Provided material:
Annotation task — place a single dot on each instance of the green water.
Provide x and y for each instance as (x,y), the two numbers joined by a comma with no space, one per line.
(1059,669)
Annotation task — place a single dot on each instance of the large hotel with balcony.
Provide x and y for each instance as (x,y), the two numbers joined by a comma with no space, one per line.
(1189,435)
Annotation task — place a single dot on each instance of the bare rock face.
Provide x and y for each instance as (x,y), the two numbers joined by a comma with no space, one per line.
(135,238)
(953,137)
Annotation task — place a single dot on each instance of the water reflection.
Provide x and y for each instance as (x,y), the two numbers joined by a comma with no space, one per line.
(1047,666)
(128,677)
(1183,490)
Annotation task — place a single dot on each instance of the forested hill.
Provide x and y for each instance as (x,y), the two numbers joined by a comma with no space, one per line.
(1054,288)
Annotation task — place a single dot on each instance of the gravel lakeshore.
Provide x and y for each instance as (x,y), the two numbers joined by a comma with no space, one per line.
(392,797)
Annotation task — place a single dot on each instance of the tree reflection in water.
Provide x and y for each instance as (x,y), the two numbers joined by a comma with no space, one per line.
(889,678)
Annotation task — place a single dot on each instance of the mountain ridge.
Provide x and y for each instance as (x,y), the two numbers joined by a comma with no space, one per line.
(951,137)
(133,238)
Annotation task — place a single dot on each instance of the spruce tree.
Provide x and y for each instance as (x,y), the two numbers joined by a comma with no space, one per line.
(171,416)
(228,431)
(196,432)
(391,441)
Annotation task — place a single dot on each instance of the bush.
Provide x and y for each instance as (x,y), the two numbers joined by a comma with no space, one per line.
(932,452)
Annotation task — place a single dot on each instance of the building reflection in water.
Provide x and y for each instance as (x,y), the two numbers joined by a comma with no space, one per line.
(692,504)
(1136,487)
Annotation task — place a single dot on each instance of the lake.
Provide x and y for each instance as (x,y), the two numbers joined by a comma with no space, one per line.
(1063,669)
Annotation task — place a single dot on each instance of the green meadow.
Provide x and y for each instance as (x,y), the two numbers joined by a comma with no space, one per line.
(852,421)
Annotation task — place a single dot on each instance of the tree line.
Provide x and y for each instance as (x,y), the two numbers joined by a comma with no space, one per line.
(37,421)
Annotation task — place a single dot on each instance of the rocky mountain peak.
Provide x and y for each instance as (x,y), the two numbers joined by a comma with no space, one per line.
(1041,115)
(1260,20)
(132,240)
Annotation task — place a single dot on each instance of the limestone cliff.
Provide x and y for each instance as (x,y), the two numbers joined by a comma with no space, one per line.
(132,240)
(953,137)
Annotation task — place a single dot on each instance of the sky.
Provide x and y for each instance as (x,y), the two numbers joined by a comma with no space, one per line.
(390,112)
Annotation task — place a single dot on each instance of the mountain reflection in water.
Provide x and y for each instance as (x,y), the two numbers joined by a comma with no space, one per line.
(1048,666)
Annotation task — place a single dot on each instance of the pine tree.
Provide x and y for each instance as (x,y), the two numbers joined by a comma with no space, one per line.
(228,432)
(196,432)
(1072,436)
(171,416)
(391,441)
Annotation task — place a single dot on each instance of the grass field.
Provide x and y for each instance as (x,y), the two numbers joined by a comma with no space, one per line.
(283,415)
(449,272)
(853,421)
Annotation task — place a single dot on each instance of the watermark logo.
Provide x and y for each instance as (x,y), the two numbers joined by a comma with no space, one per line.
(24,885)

Requirement: Rewrite all the records above, changing "Annotation task" to "Labeling task" wherever it appears and leaving everything else as it is.

Expected output:
Labeling task — place a single dot on each instance of the green water.
Provide x and y for each instance as (x,y), the two numbers joined by a comma with no space, one per line.
(1059,669)
Labeling task — place a single dot on each instance of the large hotel with balcony.
Provide x and y for each instance as (x,y), the two numbers joined by a comma with no space, one per line.
(1189,435)
Labeling task — place a single dot on each instance of the bare rock face.
Provide x and y for each instance as (x,y), the two numbers joined by a comma with no space, one per line.
(135,238)
(953,137)
Labeling task — place a single dot on each instance of the water reflection.
Provide x and y for each instance as (x,y), the two numbers joined by a comma with no space, one per line.
(1047,666)
(128,677)
(1183,490)
Labeling task — place a single dot on each instance of the forested hill.
Provide x and y for each instance as (x,y), the two numbers joined by a comma with no space, one per line.
(1054,288)
Labeling task — place a single dot on each instance of the gravel lakeshore.
Provide x and y for each instance as (x,y), the two numbers joined by a comma with no space, one per line.
(392,797)
Labeling task — place a single dot on each instance of the tree reflection in water.
Provide x and y for each instance as (x,y), the two numbers joined by a comma with no space, one per line.
(889,678)
Labeling task — place a single dot on each instance of the mountain ridge.
Provide x and y for each instance as (x,y), the two numbers joined by a comma with no space, one per line.
(951,137)
(133,238)
Labeling task — place a single dot on each instance of the spruce tree.
Provide x and y for each instance as (x,y), the two numbers joined by a comma with no space, one per line.
(171,416)
(228,431)
(196,432)
(391,441)
Labeling task — place a single dot on each instance of the bush.
Provide x and y for each instance as (x,y), the two numbers joined by a comma with no space, one per line.
(932,452)
Labeling task — place a single dot on each instance of the building reflection in water.
Provide x and y for each instance as (x,y), the two numbers joined by a comma with no space, one per line.
(692,504)
(1136,487)
Labeling task — place a single dot on each instance of the lake.
Provide x and y for each instance as (x,y), the two numbers joined by a comma with no space, one per line.
(1063,669)
Labeling task — place a single dot on each instance of the green meadow.
Provide x and y for each instance as (x,y), the two numbers joined by a comma with no space, one per line.
(852,421)
Labeling task — place a single dot on each instance of the tree line.
Provide x and y for each instance as (x,y), the two numbers joined by a comma with no space, one per line.
(37,421)
Labeling task — place a single dot on each instance of the rocky mountain peak.
Provide x and y for each instance as (x,y), the two numbers joined by a comma with no space, one per line.
(1041,115)
(1260,20)
(132,240)
Labeling task — place a single dot on each instance of the limestone cliff.
Provide x and y for each instance as (x,y), the two numbers joined by a comma with no space, one per line.
(132,240)
(953,137)
Labeling task — place a single dot on each instance of the sky.
Provide x and y for each instance as (x,y), the two numbers joined by a comma with no space, one per line.
(390,112)
Labeling task — place a single dot on each instance of the mountain reflection in water.
Provide x and y for each instance as (x,y), the two numbers joined by a comma with no space, one per line.
(1048,666)
Labeling task — place a single dot on each instance of the pine tree.
Provide x and y for each instance as (x,y), the two numbers joined by a comma with no space, one per line.
(228,432)
(196,432)
(1072,436)
(171,416)
(391,441)
Labeling task — place a single dot on each instance of the grass field.
Provide x and y for each instance as (x,y), the two numbers joined by a comma with no space, one per line.
(283,415)
(449,272)
(853,421)
Labeling task — place a single dot on each instance of the watermark logo.
Provide x and y for each instance as (x,y), the two numbers joined by a comma with no space, one per line.
(24,885)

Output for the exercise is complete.